DESKRIPSI LATIHAN: Ubah semua baris dari seluruh entri di bawah ini menjadi daftar JSON berisi string, satu string untuk setiap baris, dengan menghilangkan baris kosong. Gambar tidak disertakan dalam jawaban.

DATA YANG DIBERIKAN:
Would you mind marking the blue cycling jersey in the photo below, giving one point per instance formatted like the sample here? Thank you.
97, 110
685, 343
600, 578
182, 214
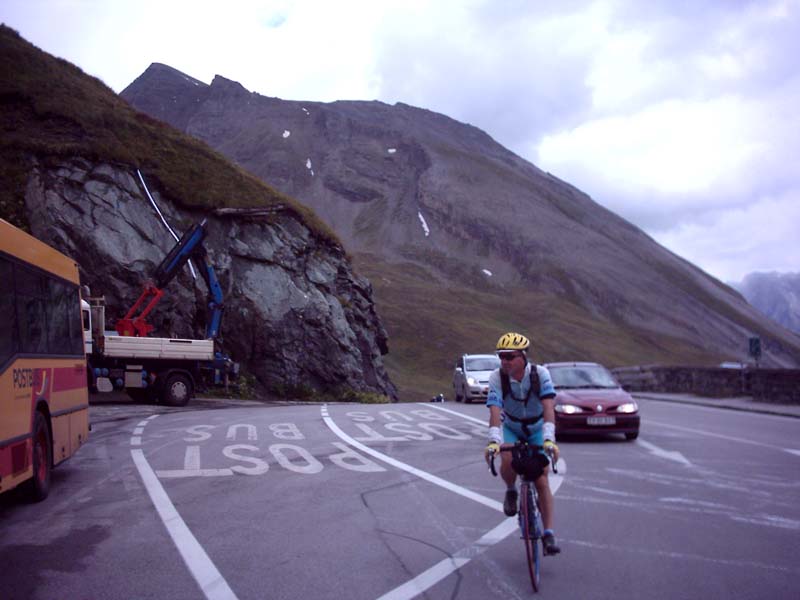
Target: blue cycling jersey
515, 405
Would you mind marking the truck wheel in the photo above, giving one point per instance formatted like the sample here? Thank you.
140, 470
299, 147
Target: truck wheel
39, 486
177, 390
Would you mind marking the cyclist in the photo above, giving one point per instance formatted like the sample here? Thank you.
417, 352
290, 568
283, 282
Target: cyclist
521, 404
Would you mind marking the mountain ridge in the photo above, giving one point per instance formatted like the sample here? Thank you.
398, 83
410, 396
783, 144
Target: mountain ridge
777, 295
373, 172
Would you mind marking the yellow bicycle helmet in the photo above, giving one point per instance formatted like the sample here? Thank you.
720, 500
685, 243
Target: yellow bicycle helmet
513, 341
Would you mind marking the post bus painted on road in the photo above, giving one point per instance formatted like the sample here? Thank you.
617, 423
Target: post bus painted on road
44, 401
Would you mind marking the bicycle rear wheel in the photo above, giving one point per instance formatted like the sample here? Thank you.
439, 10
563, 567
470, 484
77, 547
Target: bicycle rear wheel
527, 518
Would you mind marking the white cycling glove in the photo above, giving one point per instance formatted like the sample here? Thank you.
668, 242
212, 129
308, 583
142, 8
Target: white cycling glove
549, 431
495, 436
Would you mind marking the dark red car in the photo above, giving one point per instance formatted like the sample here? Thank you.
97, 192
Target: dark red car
589, 400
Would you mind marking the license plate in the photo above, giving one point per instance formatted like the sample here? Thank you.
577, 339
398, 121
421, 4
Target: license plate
601, 421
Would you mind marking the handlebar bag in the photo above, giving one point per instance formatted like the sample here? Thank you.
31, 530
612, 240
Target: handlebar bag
528, 462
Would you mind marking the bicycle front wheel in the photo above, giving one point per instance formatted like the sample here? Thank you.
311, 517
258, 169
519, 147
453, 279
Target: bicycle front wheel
527, 512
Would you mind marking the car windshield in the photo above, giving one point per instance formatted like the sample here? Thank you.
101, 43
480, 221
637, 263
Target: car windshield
582, 376
484, 363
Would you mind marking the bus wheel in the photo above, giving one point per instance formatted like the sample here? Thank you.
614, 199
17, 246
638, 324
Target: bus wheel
177, 390
39, 486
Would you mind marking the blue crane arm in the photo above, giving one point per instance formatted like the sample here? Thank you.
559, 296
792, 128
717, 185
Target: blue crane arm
190, 246
180, 254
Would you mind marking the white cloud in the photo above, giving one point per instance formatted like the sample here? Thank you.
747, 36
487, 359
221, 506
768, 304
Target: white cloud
674, 147
759, 237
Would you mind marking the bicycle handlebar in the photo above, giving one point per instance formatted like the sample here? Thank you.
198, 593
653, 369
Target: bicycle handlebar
509, 448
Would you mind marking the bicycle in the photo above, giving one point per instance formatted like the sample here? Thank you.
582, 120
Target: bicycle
529, 464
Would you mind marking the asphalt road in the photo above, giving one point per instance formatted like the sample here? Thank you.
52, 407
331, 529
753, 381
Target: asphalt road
248, 501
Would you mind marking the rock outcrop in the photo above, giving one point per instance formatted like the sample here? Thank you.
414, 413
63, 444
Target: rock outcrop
296, 316
407, 185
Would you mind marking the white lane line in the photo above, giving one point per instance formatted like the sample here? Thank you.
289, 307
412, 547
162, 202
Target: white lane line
725, 437
211, 582
668, 454
457, 489
453, 412
442, 569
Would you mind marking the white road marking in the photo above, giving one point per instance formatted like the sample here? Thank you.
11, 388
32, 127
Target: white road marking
668, 454
725, 437
428, 578
442, 569
457, 489
210, 580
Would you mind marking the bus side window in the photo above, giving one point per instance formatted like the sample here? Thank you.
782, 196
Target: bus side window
31, 311
9, 339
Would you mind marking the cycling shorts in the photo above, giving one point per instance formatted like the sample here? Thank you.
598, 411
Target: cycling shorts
512, 433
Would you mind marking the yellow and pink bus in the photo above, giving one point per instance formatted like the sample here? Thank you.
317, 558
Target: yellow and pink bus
44, 402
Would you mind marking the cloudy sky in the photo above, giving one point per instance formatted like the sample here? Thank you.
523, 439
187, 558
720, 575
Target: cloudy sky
681, 116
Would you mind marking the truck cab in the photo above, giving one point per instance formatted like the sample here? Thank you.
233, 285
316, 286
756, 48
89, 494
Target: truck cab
471, 376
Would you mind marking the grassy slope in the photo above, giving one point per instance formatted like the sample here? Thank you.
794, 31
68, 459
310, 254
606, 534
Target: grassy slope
427, 331
50, 111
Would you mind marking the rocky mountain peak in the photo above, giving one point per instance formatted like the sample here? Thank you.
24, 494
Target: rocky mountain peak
406, 186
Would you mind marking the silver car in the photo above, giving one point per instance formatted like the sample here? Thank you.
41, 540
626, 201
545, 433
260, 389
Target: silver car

JAWABAN LATIHAN:
[
  "Would you mind marking the blue cycling jersey in the photo below, giving one point per instance formatted like the sample here? Thank you.",
  "97, 110",
  "685, 343",
  "600, 578",
  "182, 214",
  "Target: blue cycling jersey",
  "515, 405",
  "Would you mind marking the truck wheel in the photo above, giving one point per instance formatted like the sample here? Thank you.",
  "140, 470",
  "299, 147",
  "Target: truck wheel",
  "39, 486",
  "177, 390",
  "Would you mind marking the cyclist in the photo above, giving one point per instance formatted like the sample here? Thank you.",
  "417, 352",
  "290, 568",
  "283, 282",
  "Target: cyclist",
  "521, 404",
  "Would you mind marking the mountain ridge in the photo above, giving one point per instance formatted like the sample here? Thank you.",
  "398, 83",
  "410, 396",
  "783, 144",
  "Target: mountain ridge",
  "777, 295",
  "373, 172",
  "Would you mind marking the yellow bicycle helmet in the photo above, giving one point per instance formatted like the sample here? Thank you.",
  "720, 500",
  "685, 243",
  "Target: yellow bicycle helmet",
  "513, 341",
  "Would you mind marking the post bus painted on road in the photo above, giving one point per instance formatted like the sample here? Thank you.",
  "617, 423",
  "Target: post bus painted on road",
  "44, 401",
  "Would you mind marking the bicycle rear wheel in the photo above, giving one point per instance formatted like the sample here? Thank you.",
  "439, 10",
  "563, 567",
  "470, 484",
  "77, 547",
  "Target: bicycle rear wheel",
  "527, 518",
  "Would you mind marking the white cycling glove in the photo above, giving one point per instance formatted like the sample here? Thank you.",
  "668, 242",
  "212, 129",
  "308, 583",
  "142, 8",
  "Target: white cycling glove",
  "549, 431",
  "495, 436",
  "Would you mind marking the dark red car in the photo above, giving one point per instance formatted like the sample here? Thank you.",
  "97, 192",
  "Target: dark red car",
  "589, 400",
  "Would you mind marking the license plate in the photo above, giving one point per instance formatted like the sample here? Thank you.",
  "577, 339",
  "398, 121",
  "421, 4",
  "Target: license plate",
  "601, 421",
  "Would you mind marking the handlebar bag in the photo above, giving one point per instance formatted like the sample here? Thank you.",
  "31, 530",
  "612, 240",
  "Target: handlebar bag",
  "528, 462",
  "Would you mind marking the bicycle front wheel in the photo above, giving one point per instance formatted like the sample here? Thank you.",
  "311, 517",
  "258, 169",
  "519, 147",
  "453, 279",
  "Target: bicycle front wheel",
  "527, 512",
  "Would you mind marking the car windshield in the photo above, giving one point per instance formatted like the sample here? Thank you.",
  "101, 43",
  "480, 221",
  "637, 263",
  "Target: car windshield",
  "582, 376",
  "484, 363",
  "Would you mind marking the bus wheel in the photo above, giving one point per instance formatted like the sample here? Thank you.",
  "614, 199",
  "17, 246",
  "638, 324",
  "Target: bus wheel",
  "177, 390",
  "39, 486",
  "Would you mind marking the blue crane arm in the photo above, giving one point per instance formatted like the sample here? Thank you.",
  "559, 296",
  "792, 128",
  "717, 185",
  "Target: blue crane arm",
  "190, 246",
  "180, 254",
  "Would you mind marking the white cloud in the photo above, giving one point per instance formatted like the sample here? Thank you.",
  "747, 36",
  "487, 359",
  "221, 506",
  "768, 304",
  "Target: white cloud",
  "674, 147",
  "759, 237",
  "Would you mind marking the bicycle handlebar in the photo above, giving one point per instance formatted like the sample here? Thank you.",
  "198, 593",
  "653, 369",
  "Target: bicycle handlebar",
  "509, 448",
  "Would you mind marking the bicycle in the photo above, giving one point per instance formatted like the sample here? Thank you.",
  "582, 120",
  "Target: bicycle",
  "529, 464",
  "Would you mind marking the asphalt road in the photo above, giving one point per instance formatted like the sample here? Thank you.",
  "52, 407",
  "331, 529",
  "753, 381",
  "Target: asphalt road",
  "248, 501",
  "Would you mind marking the rock outcrop in the photo above, giving one point per instance formatted like the sample here? Thank you.",
  "414, 413",
  "63, 444",
  "Target: rock outcrop",
  "296, 316",
  "407, 185",
  "Would you mind marking the white lane line in the photo above, giving one point per instance formatted like the sample here? Thank you.",
  "289, 307",
  "412, 547",
  "162, 202",
  "Target: white lane line",
  "725, 437",
  "211, 582",
  "668, 454",
  "457, 489",
  "453, 412",
  "442, 569",
  "Would you mind marking the white road marking in the photo above, giving one point per instance formatted like the sample here? Thank you.",
  "11, 388",
  "32, 127",
  "Target: white road marking",
  "668, 454",
  "725, 437",
  "428, 578",
  "442, 569",
  "457, 489",
  "210, 580",
  "Would you mind marking the bus side window in the photo above, giving one point per instance formatted like the sample here? Thank you.",
  "782, 196",
  "Target: bus side window",
  "31, 311",
  "9, 339",
  "Would you mind marking the cycling shorts in the photo above, giving one point per instance formatted like the sample here? Thank you.",
  "598, 411",
  "Target: cycling shorts",
  "512, 433",
  "Would you mind marking the yellow and pink bus in the photo above, giving one point per instance formatted like the sample here? Thank you.",
  "317, 558",
  "Target: yellow and pink bus",
  "44, 402",
  "Would you mind marking the cloudy sky in the photo above, giving one point per instance formatted like the sample here? Thank you.",
  "523, 439",
  "187, 558",
  "720, 575",
  "Target: cloudy sky",
  "681, 116",
  "Would you mind marking the truck cab in the photo above, giving one point per instance formatted like the sample here? Thank you.",
  "233, 285",
  "316, 286",
  "756, 48",
  "89, 494",
  "Target: truck cab",
  "471, 376",
  "Would you mind marking the grassy slope in the photo above, giving one point per instance formatted like the sample here? Thank you.",
  "794, 31",
  "68, 459",
  "310, 254",
  "606, 534",
  "Target: grassy slope",
  "427, 331",
  "50, 111",
  "Would you mind marking the rocky mountain peak in the photo above, giving one point per instance formatted like the sample here? Thank you.",
  "24, 494",
  "Target: rocky mountain peak",
  "406, 186",
  "Would you mind marking the silver car in the photo above, giving one point per instance formatted like the sample here? Thank you.",
  "41, 540",
  "626, 201",
  "545, 433",
  "260, 389",
  "Target: silver car"
]